TASK TO CARRY OUT:
Start at the line containing "Could you help me find the daisy-like" and transcribe every line exactly through the end of the records below, and only those lines.

━━━ TASK INPUTS

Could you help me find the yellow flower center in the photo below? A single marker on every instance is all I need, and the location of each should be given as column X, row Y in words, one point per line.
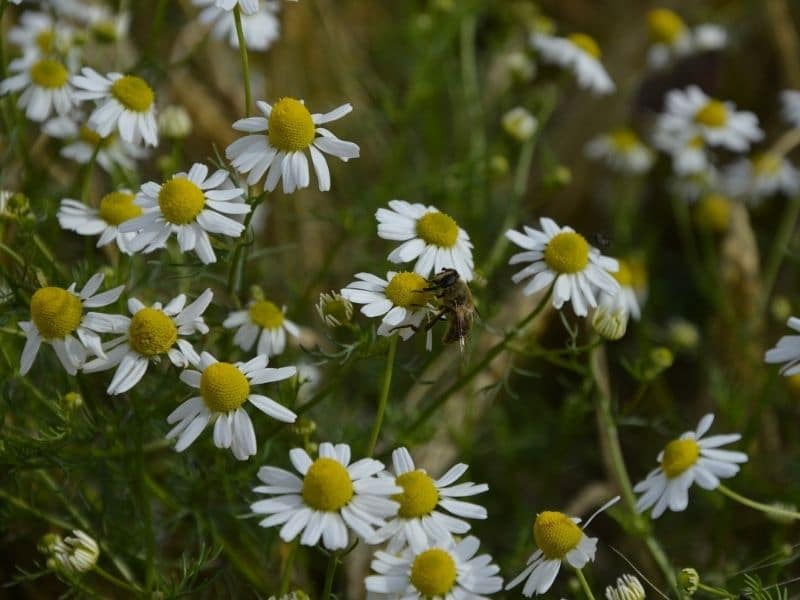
column 433, row 573
column 55, row 312
column 438, row 229
column 405, row 289
column 266, row 315
column 678, row 456
column 585, row 43
column 180, row 201
column 327, row 485
column 664, row 26
column 567, row 252
column 49, row 73
column 118, row 207
column 152, row 332
column 224, row 387
column 133, row 93
column 290, row 126
column 419, row 495
column 713, row 114
column 555, row 534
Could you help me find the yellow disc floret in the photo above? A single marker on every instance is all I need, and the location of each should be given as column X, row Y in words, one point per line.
column 678, row 456
column 224, row 387
column 438, row 229
column 433, row 573
column 133, row 93
column 152, row 332
column 419, row 496
column 180, row 201
column 327, row 485
column 55, row 312
column 567, row 252
column 555, row 534
column 290, row 126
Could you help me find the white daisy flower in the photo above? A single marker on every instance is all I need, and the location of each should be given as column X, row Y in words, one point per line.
column 151, row 332
column 125, row 103
column 559, row 539
column 191, row 206
column 431, row 237
column 436, row 570
column 57, row 317
column 262, row 321
column 45, row 86
column 332, row 496
column 418, row 522
column 115, row 208
column 580, row 54
column 560, row 255
column 278, row 141
column 224, row 388
column 684, row 461
column 622, row 151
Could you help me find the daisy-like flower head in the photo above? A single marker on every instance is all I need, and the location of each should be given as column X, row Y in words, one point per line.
column 332, row 496
column 278, row 141
column 684, row 461
column 559, row 539
column 560, row 255
column 57, row 318
column 420, row 520
column 431, row 237
column 125, row 103
column 191, row 205
column 150, row 333
column 443, row 569
column 263, row 321
column 224, row 388
column 622, row 151
column 580, row 54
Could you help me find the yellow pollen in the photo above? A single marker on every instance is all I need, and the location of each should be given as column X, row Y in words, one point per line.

━━━━━━

RESULT OF THE TASK:
Could you help me find the daisy-like flower head in the photo above? A single marker on every instance is all I need, and the location of each should be given as column X, row Y in words, one point per line.
column 332, row 496
column 278, row 141
column 684, row 461
column 559, row 539
column 560, row 255
column 57, row 318
column 420, row 520
column 431, row 237
column 125, row 103
column 191, row 205
column 150, row 333
column 443, row 569
column 263, row 321
column 224, row 388
column 622, row 151
column 580, row 54
Could you help me find the yellow pollen in the photo above? A single marker on every instance is all I need, and the location of each should be given as column X, row Y in words, one point per line.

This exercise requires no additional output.